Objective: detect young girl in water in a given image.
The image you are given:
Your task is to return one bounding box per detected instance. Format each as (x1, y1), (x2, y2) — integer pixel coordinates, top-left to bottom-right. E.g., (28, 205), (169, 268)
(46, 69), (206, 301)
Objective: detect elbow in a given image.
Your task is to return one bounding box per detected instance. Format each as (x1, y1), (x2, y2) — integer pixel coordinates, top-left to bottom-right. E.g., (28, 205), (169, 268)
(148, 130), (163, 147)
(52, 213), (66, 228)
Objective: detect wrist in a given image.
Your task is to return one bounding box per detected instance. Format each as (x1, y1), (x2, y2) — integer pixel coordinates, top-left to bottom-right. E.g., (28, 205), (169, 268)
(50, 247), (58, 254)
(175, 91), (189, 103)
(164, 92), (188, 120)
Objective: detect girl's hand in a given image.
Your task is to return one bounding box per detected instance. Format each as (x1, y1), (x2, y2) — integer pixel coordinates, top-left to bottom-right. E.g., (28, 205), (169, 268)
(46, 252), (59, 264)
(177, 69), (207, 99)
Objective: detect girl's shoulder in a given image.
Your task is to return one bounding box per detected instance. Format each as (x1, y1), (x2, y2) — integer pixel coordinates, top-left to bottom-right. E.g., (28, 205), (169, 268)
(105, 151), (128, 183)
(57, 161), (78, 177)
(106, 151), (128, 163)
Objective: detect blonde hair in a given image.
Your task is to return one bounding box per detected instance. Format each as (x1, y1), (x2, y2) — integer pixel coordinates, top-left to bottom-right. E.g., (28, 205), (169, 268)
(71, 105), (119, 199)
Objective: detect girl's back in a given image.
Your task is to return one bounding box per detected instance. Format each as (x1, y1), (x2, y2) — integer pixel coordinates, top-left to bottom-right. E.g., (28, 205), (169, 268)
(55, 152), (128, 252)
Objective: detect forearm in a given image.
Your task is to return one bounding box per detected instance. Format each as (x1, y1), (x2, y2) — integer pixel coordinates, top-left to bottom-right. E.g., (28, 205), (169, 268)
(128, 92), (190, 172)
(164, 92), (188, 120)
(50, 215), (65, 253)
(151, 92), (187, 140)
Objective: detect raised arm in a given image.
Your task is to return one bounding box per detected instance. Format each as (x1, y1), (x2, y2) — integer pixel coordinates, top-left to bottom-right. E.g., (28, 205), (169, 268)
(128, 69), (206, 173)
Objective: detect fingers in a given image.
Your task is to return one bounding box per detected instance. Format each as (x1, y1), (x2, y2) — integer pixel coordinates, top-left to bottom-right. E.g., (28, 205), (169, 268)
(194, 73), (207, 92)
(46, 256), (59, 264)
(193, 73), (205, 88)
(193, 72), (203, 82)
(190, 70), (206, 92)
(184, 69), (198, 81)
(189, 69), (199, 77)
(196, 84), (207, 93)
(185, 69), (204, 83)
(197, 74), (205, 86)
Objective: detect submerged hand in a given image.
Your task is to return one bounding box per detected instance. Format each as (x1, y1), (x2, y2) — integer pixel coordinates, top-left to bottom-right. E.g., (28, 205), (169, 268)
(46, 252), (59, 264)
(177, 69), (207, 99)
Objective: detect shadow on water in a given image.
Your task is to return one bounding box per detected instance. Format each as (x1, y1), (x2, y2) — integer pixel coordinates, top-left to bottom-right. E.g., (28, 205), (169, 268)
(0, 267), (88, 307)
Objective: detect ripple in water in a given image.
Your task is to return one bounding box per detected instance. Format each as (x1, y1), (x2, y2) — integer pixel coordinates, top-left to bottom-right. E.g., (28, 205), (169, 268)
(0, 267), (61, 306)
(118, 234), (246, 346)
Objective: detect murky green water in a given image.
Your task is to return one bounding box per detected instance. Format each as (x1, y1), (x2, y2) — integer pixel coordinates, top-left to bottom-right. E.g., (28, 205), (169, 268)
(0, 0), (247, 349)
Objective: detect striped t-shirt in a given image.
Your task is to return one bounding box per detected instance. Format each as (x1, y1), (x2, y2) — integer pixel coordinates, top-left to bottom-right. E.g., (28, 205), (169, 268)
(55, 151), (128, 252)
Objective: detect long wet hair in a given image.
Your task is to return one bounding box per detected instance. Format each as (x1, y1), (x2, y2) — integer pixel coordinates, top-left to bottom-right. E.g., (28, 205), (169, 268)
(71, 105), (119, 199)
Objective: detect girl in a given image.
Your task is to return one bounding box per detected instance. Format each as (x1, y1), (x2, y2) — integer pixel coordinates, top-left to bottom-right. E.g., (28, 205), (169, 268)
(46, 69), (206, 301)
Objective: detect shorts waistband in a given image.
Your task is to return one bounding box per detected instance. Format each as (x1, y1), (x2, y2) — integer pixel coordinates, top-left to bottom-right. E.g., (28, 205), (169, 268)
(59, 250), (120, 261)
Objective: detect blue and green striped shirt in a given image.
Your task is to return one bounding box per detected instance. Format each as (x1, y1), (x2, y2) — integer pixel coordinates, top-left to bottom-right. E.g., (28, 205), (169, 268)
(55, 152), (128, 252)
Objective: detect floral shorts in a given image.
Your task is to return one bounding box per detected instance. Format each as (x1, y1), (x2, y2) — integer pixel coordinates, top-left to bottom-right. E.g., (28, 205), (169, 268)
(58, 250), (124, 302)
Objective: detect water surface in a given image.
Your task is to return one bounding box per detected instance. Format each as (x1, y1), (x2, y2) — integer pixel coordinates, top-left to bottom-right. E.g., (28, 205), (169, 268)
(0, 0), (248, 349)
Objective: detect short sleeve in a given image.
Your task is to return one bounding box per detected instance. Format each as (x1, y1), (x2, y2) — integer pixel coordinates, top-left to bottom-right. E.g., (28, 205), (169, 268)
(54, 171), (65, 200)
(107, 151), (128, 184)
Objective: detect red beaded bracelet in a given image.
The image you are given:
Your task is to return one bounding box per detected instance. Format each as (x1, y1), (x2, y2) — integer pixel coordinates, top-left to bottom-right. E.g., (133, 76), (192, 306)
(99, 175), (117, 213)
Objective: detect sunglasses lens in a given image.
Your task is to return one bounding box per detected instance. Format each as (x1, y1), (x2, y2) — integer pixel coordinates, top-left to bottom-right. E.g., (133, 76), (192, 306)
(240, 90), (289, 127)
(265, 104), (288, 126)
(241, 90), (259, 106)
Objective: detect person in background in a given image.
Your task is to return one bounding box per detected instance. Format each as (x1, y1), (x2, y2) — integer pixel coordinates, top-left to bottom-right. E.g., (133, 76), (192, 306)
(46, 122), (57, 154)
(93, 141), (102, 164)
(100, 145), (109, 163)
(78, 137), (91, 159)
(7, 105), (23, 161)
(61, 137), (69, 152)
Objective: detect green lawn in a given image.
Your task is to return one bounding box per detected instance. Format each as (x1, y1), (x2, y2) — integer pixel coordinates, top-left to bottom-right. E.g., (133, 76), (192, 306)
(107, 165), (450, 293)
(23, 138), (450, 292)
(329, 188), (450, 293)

--------------------------------------------------

§ Requirement
In the entries above, find lines with "water" and copy each.

§ Answer space
Objective: detect young girl in water in a given image.
Objective: detect shadow on water in a given image.
Objective: detect ripple in water in a given image.
Objective: detect murky green water in a given image.
Objective: detect water surface in a given image.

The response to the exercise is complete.